* [PROBLEM TO WORK ON]: Take the line containing "[599, 176], one" and all lines after it to the end of the records, and output them exactly.

— START PROVIDED INFORMATION —

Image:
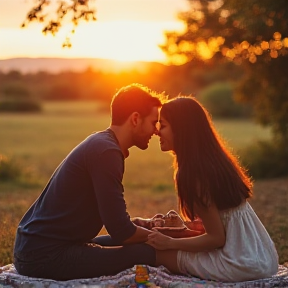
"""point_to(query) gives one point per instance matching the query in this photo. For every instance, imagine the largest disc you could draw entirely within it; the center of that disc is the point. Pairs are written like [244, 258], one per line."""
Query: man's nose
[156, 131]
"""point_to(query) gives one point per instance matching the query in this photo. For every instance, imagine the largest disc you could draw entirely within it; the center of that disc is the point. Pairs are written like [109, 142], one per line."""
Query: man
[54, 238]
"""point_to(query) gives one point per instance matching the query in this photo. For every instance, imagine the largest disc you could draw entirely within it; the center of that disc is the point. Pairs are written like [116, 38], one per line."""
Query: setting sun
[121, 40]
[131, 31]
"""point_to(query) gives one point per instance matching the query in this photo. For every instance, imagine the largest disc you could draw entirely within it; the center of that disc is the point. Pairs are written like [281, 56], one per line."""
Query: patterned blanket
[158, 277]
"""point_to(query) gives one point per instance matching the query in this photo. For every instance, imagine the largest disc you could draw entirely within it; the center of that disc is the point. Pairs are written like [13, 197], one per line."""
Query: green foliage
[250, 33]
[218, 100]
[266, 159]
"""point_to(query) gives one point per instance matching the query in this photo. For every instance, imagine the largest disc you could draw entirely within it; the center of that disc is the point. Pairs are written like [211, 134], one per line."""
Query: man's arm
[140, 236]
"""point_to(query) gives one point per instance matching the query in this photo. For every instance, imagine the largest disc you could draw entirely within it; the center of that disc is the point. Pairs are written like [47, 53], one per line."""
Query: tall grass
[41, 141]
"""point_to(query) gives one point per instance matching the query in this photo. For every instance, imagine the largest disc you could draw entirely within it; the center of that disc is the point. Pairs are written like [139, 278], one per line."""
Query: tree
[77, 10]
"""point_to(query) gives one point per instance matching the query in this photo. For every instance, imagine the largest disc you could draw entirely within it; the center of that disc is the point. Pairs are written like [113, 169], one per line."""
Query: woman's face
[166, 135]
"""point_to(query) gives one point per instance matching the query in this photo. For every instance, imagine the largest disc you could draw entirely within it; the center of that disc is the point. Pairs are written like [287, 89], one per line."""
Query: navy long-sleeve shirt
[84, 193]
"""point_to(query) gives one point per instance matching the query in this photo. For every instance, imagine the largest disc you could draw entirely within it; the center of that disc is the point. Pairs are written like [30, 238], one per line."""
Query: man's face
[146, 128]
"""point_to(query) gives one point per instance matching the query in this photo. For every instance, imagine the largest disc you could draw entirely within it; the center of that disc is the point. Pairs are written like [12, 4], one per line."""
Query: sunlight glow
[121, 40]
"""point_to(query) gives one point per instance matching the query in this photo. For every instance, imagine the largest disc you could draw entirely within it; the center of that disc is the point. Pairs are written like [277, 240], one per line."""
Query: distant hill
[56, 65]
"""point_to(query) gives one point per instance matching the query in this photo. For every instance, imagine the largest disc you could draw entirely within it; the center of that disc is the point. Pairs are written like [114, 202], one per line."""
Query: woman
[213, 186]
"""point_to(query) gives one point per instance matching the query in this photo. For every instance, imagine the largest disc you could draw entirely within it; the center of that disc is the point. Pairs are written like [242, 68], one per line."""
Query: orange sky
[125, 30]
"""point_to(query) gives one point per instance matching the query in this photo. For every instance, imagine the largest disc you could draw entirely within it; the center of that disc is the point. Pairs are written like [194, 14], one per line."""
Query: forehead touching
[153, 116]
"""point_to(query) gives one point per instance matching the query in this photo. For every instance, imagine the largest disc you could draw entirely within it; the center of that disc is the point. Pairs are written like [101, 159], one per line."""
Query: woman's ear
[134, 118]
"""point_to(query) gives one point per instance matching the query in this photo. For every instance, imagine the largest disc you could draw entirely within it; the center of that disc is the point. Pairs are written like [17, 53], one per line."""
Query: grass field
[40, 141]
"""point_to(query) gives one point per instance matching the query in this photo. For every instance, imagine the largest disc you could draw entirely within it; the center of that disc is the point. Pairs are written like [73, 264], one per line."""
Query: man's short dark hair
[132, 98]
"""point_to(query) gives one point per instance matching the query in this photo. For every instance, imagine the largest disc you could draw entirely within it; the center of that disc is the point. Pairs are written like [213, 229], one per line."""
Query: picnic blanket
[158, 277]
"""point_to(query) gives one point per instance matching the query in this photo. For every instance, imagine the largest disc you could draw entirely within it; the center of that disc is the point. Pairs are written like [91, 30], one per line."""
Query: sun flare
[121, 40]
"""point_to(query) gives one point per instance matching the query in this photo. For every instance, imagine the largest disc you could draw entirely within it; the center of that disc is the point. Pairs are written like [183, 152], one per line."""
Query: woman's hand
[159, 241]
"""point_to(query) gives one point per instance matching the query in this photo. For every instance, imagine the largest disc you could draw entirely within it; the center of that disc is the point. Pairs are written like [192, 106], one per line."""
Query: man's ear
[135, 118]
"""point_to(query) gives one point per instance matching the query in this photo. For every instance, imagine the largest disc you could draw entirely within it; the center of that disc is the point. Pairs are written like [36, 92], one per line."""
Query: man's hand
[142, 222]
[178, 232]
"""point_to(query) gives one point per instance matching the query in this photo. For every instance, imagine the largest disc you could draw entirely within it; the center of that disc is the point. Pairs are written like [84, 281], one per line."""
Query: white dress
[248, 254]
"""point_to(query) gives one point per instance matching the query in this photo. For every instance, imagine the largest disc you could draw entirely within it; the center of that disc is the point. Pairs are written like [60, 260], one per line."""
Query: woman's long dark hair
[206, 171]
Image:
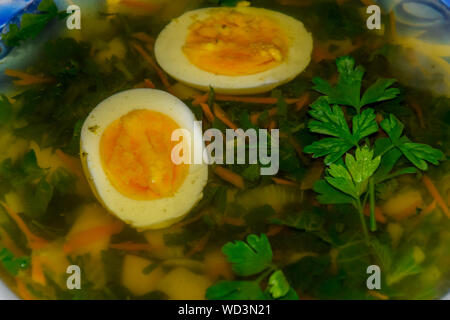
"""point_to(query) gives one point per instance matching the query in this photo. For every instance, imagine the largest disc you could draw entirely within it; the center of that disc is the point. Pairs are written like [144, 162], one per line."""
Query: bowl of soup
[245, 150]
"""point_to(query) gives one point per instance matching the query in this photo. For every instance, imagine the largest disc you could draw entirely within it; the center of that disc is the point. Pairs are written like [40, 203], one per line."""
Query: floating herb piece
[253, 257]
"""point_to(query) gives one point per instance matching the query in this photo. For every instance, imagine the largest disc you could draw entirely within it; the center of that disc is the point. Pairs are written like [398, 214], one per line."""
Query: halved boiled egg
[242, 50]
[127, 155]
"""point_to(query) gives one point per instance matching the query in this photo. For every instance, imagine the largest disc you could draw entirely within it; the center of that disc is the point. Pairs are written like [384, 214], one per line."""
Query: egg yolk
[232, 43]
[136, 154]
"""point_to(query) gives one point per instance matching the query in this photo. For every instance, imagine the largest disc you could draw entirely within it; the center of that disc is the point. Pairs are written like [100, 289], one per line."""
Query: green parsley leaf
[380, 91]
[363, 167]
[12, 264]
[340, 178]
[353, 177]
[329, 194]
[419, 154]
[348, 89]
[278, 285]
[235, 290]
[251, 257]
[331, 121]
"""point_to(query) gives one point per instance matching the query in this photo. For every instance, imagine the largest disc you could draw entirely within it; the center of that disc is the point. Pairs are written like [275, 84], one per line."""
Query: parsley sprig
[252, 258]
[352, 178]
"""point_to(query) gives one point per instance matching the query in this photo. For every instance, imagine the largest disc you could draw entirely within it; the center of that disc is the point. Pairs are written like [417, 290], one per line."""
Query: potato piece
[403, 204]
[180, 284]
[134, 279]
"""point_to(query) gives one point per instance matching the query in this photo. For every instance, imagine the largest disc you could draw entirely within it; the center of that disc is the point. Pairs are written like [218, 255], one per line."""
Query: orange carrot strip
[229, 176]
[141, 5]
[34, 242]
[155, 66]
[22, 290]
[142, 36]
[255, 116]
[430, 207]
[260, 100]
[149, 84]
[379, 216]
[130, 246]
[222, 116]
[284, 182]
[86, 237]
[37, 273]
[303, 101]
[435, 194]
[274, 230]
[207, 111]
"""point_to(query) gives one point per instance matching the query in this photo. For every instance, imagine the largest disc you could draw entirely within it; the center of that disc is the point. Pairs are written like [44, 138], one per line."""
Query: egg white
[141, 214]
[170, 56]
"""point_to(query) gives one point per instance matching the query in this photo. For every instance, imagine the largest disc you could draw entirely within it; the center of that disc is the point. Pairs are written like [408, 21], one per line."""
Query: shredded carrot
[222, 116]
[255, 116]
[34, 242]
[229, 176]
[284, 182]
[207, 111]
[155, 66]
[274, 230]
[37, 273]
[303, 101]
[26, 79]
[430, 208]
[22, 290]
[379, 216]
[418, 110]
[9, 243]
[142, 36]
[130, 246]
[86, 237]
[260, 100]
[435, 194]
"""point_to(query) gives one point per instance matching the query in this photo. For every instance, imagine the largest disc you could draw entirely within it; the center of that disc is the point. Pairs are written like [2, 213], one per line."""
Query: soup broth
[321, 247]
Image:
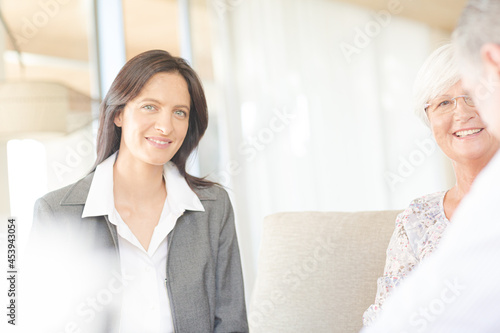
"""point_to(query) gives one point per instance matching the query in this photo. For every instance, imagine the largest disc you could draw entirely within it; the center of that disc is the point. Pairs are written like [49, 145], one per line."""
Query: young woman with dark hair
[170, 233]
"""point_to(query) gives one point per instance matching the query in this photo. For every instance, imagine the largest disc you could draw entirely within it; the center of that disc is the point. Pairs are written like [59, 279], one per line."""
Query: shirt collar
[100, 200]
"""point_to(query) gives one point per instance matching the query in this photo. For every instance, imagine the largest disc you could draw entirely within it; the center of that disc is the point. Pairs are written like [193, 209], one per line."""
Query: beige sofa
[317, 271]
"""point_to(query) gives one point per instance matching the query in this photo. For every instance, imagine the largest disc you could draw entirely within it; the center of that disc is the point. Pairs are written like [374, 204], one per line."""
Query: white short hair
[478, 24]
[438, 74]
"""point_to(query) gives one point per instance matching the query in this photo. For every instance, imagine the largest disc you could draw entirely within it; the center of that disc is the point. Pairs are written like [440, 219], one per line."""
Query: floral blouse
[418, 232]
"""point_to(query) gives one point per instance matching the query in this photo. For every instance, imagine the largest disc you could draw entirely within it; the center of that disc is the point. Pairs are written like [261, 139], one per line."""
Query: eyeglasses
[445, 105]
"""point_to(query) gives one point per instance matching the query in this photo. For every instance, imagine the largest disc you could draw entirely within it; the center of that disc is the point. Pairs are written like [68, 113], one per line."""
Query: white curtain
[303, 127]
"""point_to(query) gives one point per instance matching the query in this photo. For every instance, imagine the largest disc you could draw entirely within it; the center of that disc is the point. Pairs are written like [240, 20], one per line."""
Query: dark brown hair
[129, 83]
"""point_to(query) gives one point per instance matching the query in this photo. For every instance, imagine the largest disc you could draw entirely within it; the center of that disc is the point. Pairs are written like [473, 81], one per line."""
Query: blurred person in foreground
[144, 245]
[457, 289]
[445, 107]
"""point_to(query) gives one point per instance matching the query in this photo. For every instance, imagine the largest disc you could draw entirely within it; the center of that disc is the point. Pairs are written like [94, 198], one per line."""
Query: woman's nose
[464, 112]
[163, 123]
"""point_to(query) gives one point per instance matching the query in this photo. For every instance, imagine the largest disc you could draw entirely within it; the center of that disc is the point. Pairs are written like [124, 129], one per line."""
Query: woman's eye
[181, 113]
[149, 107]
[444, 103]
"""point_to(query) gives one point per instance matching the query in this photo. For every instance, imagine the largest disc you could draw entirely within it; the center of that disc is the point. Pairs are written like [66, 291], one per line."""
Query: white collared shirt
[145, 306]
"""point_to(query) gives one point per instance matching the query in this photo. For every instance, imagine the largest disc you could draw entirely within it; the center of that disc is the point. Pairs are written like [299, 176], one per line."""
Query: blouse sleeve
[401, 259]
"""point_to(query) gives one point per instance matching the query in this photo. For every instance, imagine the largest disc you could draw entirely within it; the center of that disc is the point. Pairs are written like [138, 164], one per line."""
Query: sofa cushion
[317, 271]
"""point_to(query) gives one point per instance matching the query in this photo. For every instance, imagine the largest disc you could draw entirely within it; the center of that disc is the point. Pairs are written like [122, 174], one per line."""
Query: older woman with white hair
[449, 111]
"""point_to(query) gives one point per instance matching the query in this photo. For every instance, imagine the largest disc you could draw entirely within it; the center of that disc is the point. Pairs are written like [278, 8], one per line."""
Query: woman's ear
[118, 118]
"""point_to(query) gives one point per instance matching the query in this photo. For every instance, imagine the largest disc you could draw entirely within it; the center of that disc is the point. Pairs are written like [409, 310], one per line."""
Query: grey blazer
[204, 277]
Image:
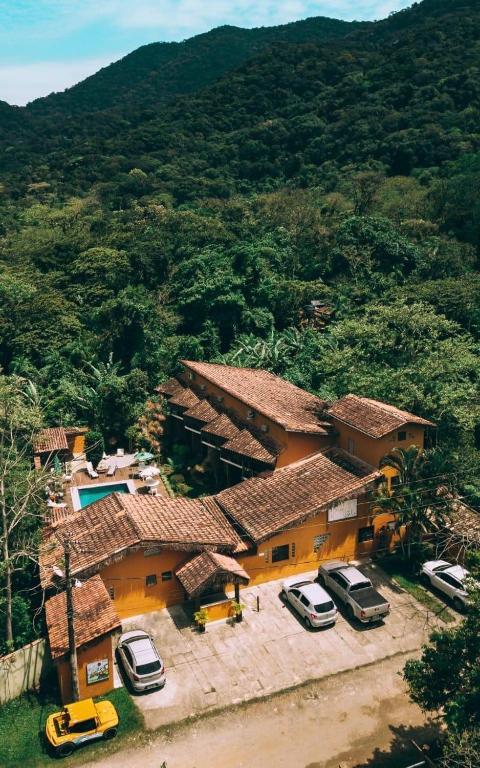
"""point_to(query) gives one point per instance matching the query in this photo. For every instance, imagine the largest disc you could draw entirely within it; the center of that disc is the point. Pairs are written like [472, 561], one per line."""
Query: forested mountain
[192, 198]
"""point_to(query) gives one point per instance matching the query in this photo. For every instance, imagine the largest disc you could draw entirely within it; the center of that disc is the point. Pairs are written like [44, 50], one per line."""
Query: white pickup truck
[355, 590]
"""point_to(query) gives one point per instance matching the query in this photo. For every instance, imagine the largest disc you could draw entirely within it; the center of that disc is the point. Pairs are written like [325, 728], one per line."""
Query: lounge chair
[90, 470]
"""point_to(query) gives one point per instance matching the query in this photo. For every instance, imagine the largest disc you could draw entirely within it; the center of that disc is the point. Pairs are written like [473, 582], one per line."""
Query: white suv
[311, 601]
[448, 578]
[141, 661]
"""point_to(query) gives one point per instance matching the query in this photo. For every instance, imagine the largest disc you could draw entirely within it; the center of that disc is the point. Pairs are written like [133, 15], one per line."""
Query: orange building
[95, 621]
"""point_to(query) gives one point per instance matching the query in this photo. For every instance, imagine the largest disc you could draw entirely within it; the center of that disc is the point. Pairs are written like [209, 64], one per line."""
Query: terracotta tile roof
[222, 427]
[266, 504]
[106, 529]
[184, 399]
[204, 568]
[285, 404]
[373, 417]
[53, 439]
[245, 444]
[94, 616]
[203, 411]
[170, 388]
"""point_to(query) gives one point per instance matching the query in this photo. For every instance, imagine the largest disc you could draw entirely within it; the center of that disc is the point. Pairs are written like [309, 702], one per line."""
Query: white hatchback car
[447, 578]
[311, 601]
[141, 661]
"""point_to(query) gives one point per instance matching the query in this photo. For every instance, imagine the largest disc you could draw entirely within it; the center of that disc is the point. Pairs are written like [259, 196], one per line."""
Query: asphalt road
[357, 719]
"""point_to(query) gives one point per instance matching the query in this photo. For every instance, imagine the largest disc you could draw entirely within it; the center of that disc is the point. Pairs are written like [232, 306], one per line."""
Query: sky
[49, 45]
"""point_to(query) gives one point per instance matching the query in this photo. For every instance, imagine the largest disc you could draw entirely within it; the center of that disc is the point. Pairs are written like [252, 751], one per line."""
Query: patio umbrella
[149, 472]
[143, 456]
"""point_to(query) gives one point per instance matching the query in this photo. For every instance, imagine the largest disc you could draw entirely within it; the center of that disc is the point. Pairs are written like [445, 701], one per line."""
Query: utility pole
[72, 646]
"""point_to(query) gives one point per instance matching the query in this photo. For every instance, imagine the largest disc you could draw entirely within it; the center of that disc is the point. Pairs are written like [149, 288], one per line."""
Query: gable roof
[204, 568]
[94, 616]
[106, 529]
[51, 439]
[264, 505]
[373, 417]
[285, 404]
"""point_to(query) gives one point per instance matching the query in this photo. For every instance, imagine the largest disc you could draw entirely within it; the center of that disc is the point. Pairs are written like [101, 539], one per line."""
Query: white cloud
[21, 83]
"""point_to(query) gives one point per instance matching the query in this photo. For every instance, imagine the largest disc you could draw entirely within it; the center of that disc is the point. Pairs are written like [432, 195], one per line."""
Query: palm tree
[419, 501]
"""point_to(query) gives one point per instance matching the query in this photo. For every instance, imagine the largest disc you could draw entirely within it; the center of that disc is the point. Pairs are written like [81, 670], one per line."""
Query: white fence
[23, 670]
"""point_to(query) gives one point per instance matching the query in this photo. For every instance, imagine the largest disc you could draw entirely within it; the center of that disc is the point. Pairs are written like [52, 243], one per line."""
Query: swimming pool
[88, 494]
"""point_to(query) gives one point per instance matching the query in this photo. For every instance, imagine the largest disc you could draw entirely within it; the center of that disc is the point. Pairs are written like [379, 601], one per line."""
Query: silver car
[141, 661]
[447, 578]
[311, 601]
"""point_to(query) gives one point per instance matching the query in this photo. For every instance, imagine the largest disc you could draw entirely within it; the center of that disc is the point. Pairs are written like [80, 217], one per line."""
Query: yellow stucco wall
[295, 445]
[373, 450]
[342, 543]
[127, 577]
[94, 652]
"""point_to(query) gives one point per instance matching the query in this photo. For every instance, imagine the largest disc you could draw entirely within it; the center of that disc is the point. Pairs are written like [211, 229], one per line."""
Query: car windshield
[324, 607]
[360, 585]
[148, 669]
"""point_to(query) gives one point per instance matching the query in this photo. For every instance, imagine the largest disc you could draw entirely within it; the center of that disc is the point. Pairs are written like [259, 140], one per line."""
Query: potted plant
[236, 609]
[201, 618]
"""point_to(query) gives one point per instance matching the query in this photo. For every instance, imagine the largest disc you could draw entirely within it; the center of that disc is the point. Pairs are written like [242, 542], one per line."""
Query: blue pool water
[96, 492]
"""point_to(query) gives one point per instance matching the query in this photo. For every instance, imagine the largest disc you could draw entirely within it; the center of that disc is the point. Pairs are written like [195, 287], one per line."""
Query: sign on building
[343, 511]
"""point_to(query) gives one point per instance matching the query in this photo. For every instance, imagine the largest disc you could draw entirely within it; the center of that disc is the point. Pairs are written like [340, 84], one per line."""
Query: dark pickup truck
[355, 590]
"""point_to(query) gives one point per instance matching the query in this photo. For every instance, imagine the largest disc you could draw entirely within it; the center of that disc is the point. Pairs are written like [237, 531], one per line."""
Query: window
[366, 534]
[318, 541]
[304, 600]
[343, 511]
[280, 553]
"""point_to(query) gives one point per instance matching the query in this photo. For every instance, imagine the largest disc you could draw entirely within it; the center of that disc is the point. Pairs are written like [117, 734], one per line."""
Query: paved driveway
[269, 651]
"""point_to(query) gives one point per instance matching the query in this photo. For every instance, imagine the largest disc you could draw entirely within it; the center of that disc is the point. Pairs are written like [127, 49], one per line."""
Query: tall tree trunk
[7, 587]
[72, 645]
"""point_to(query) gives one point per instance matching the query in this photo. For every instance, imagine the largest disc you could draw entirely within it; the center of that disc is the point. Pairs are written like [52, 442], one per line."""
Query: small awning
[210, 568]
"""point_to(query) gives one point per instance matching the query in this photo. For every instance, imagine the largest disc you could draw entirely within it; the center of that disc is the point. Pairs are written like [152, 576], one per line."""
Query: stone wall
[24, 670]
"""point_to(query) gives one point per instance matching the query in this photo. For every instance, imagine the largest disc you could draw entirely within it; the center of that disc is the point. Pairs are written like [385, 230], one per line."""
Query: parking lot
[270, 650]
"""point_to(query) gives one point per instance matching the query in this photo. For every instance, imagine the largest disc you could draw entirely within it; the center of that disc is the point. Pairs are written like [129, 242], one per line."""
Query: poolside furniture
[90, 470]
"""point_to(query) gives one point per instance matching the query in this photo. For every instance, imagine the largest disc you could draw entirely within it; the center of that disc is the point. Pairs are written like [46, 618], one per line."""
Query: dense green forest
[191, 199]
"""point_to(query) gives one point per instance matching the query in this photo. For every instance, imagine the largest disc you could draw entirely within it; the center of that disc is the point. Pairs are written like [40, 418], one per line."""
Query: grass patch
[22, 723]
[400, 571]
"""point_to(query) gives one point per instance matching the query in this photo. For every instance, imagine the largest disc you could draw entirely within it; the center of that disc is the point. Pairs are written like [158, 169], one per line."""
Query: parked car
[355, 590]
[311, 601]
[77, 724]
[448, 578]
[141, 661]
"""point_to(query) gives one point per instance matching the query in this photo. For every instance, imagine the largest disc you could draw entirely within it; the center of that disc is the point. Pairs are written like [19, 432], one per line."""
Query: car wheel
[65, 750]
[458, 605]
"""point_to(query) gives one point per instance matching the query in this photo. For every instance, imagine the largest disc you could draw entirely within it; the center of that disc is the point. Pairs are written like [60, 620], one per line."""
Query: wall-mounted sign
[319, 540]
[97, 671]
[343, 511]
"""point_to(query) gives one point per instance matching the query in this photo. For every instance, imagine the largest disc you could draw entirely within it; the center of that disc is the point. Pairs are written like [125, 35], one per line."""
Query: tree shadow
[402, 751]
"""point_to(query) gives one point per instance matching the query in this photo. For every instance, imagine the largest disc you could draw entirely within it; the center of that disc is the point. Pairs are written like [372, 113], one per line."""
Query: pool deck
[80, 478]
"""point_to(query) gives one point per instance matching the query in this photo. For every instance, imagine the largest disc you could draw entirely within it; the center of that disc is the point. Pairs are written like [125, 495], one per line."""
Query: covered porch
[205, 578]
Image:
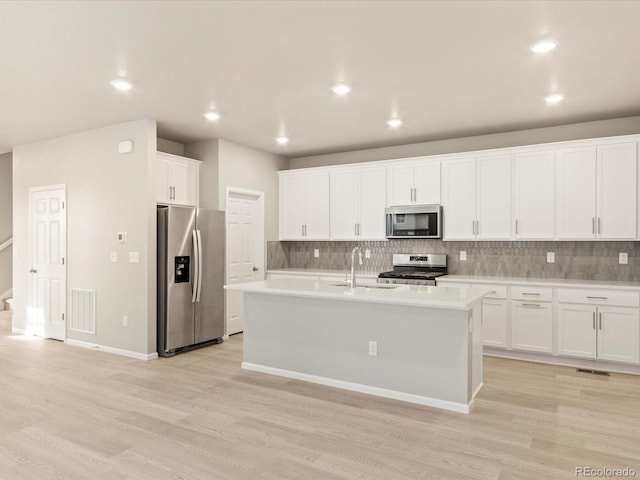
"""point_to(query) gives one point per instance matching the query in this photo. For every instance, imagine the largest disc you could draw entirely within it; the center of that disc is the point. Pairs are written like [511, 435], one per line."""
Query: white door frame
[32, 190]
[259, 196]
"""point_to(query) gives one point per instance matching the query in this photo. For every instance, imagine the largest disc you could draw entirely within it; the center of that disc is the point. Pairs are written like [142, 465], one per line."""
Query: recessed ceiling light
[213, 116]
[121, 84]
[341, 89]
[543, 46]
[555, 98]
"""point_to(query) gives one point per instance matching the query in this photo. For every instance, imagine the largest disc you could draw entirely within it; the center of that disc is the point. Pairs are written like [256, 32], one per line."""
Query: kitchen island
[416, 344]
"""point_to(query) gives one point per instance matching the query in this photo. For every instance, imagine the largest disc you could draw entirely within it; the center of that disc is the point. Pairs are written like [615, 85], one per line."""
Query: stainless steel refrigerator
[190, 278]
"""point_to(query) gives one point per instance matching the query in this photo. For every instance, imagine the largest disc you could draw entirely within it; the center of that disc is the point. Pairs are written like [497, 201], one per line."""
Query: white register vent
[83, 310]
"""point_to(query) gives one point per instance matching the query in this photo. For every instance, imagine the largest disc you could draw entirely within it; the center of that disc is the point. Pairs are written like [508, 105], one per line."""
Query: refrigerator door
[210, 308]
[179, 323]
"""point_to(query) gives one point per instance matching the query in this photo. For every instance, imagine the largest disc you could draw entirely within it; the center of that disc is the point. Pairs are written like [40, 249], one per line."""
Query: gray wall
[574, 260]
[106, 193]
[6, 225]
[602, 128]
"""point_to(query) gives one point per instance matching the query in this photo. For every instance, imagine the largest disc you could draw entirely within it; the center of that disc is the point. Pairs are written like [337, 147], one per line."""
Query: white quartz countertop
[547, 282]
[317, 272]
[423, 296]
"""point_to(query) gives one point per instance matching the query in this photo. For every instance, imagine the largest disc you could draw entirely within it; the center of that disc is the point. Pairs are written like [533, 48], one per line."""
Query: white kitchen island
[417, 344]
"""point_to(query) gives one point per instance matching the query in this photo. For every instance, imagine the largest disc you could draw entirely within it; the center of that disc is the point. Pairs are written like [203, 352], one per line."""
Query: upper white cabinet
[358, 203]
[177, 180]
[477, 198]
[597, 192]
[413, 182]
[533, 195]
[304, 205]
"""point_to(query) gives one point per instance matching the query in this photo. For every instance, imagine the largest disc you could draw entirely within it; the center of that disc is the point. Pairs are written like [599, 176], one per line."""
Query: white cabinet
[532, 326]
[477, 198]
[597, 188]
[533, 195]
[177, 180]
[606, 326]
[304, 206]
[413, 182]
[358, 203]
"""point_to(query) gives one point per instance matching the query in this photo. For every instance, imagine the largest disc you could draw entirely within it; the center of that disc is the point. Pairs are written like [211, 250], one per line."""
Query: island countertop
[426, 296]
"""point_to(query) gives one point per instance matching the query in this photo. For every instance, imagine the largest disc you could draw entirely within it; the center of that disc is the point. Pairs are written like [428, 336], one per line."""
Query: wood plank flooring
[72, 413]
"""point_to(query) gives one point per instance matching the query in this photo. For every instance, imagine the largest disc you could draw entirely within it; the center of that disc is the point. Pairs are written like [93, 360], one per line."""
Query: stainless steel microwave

— END PROVIDED INFORMATION —

* [THE COMPLETED TASK]:
"""point_to(query) gives one point per instance matching the query in this photo. For every instance, imagine the largest disc you could draw entirely within it; the center of that disc is the point. Pairs are written like [599, 176], one per line."""
Query: white cabinet
[532, 326]
[477, 198]
[597, 188]
[533, 195]
[177, 180]
[606, 326]
[304, 206]
[413, 182]
[358, 203]
"""point_to(query) gives one point per instance matching the query in this photo. For every instance, imagine the largest disc you could draw entirely within it; the center of that disc is the point. Pairs are written like [211, 250], one per line."""
Query: island countertop
[426, 296]
"""point_to(query) gives one point per instance matching the query in this photo. For every instance, imagine the largest disc you could draw entirely within it; the center of that disc is the point. Pairs are written like [428, 336], one per line."""
Query: wood plank flooring
[72, 413]
"""point_to(query) gives one point per instance matching the query in this photo. For every instance, imagine the largest disc you could draw entirely within it; the center of that disc is the point. Pairs are written like [93, 360], one per line."""
Query: stainless steel microwave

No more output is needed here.